--- BEGIN Supplied records ---

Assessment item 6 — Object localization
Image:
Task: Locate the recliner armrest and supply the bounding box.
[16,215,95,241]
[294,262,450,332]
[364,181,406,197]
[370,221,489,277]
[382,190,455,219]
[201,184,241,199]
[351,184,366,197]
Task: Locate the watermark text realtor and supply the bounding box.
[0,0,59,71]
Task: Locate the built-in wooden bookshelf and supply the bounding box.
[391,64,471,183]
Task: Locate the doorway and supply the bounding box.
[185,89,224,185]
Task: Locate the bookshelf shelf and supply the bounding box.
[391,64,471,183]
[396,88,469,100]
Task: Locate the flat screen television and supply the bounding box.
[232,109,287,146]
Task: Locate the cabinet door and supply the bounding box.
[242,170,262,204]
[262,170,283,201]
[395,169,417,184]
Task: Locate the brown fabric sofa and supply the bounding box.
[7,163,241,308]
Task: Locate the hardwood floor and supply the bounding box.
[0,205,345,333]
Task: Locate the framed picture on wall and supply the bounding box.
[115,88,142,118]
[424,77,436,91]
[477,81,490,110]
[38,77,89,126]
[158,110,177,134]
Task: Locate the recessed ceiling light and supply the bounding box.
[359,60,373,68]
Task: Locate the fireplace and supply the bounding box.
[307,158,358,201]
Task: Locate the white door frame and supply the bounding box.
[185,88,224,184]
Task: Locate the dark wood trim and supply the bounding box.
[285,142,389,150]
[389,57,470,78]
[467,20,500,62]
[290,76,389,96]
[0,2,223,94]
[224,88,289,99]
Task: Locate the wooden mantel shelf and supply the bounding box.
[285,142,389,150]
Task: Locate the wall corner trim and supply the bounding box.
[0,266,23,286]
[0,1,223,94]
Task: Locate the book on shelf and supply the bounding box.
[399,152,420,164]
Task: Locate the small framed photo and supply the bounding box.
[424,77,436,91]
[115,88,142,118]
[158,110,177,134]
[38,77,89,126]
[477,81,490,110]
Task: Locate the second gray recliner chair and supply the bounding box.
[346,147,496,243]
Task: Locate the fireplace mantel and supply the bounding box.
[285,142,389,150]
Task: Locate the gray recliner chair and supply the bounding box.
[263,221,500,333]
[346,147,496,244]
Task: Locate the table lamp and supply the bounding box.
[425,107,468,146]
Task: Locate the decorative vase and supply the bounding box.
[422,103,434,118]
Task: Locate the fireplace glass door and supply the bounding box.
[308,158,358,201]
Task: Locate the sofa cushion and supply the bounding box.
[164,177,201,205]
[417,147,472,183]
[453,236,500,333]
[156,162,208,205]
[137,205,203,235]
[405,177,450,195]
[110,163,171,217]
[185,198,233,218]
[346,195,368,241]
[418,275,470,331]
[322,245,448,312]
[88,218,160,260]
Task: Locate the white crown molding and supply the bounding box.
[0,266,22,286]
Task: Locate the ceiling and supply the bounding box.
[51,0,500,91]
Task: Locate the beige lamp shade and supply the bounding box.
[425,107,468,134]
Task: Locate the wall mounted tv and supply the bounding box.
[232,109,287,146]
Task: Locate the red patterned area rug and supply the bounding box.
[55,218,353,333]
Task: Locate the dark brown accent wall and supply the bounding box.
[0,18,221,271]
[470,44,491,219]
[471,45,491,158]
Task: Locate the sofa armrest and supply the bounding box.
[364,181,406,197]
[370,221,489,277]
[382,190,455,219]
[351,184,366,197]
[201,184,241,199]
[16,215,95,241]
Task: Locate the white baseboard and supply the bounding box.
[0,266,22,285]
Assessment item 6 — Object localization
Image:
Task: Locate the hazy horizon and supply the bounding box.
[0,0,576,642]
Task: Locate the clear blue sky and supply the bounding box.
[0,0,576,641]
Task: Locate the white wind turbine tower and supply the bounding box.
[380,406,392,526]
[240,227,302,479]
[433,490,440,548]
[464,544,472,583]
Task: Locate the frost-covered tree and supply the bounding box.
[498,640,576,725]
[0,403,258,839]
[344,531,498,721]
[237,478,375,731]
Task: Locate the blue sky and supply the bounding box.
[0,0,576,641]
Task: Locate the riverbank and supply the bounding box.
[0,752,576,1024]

--- END Supplied records ---

__Exercise brief__: Write out the lines above exactly, every one of them.

__Solution to the exercise__:
Assessment item 6 — Object localization
Image:
Task: Locate the recliner armrest and supply the bounding box.
[16,215,95,241]
[294,262,450,332]
[364,181,406,197]
[370,221,489,277]
[382,190,455,219]
[201,184,241,199]
[351,184,366,197]
Task: Locate the watermark text realtor and supply the bounding box.
[0,0,59,71]
Task: Locate the built-in wooden bookshelf and supply the bounding box.
[391,64,471,183]
Task: Locate the doorway and supply the bounding box.
[185,89,224,185]
Task: Locate the bookshelf shelf and supply the bounding box.
[391,64,471,183]
[396,88,469,100]
Task: Locate the flat screen television and supply the bounding box.
[232,109,287,146]
Task: Locate the cabinet door and supply the bounding box.
[242,170,262,204]
[262,170,283,201]
[395,169,417,184]
Task: Locate the brown fabric sofa and supply the bounding box.
[7,163,241,308]
Task: Locate the hardwood floor and supply the bounding box.
[0,205,345,333]
Task: Locate the framed picture on wall and supply the bounding box.
[115,88,142,118]
[424,77,436,91]
[477,81,490,110]
[38,77,89,126]
[158,110,177,134]
Task: Locate the recessed ceiling light and supply the bounding box.
[359,60,373,68]
Task: Locate the fireplace and supply the bounding box.
[307,158,358,201]
Task: Locate the white door frame and supply the bounding box.
[185,88,224,184]
Task: Locate the dark wood trim and supply the bounding box.
[285,142,389,150]
[389,57,470,78]
[467,20,500,62]
[290,76,389,96]
[0,2,223,94]
[224,88,289,99]
Task: Locate the wooden mantel shelf and supply the bounding box.
[285,142,389,150]
Task: Locate the wall corner trim and supply the bounding box.
[0,266,23,286]
[0,1,223,94]
Task: Locate the book on shelf and supply the bounding box.
[399,152,420,164]
Task: Locate the small framed photo and supply the bounding box.
[424,77,436,91]
[115,88,142,118]
[158,110,177,134]
[38,77,89,126]
[477,81,490,110]
Task: Locate the second gray recliner chair and supply the bounding box.
[346,147,496,243]
Task: Locate the fireplace mantel and supply the bounding box.
[285,142,389,150]
Task: Locate the gray recliner chair and supply the bounding box.
[263,221,500,333]
[346,147,496,244]
Task: Locate the table lamp and supply the bounding box.
[425,107,468,146]
Task: Locate the decorative vase and supply the bounding box.
[422,103,434,118]
Task: Locate the fireplace glass door and supply the bounding box.
[308,158,358,201]
Task: Locate the sofa cushion and supply the bounding box.
[164,177,201,205]
[417,147,472,183]
[453,236,500,333]
[156,162,208,205]
[137,205,203,235]
[405,177,450,195]
[110,163,171,217]
[185,198,233,218]
[346,195,368,241]
[418,275,470,331]
[322,245,448,312]
[88,218,160,260]
Task: Locate the white crown molding and supply the bounding box.
[0,266,22,286]
Task: Locate the ceiling and supply the bounding box.
[51,0,500,91]
Task: Locate the beige lamp shade and supply the bounding box.
[425,107,468,134]
Task: Locate the wall mounted tv and supply the bounding box.
[232,109,287,146]
Task: Locate the red patterned area rug and supply the bounding box.
[55,218,353,333]
Task: Locate the dark brown accent wall and supply the bounding box.
[0,18,221,271]
[470,44,491,219]
[471,45,491,158]
Task: Locate the sofa armrest and supply the bounding box.
[364,181,406,197]
[370,221,489,277]
[382,190,455,219]
[351,184,366,197]
[201,184,241,199]
[16,215,95,241]
Task: Locate the white baseboard and supply the bounding box.
[0,266,22,285]
Assessment item 6 — Object localization
Image:
Task: Locate the hazy horizon and supply the bounding box.
[0,0,576,642]
Task: Locate the clear blue sky and supply the bounding box.
[0,0,576,641]
Task: Locate the white wind turbine tower and supply the bounding box.
[380,406,392,526]
[240,227,302,479]
[433,490,440,548]
[464,544,472,583]
Task: Locate the frost-covered tree and supply the bounding box.
[498,640,576,725]
[0,403,258,839]
[344,531,498,721]
[237,478,375,731]
Task: Locate the blue sky and supply the bounding box.
[0,0,576,641]
Task: Locate the riverbank and supply the bounding box.
[0,752,576,1024]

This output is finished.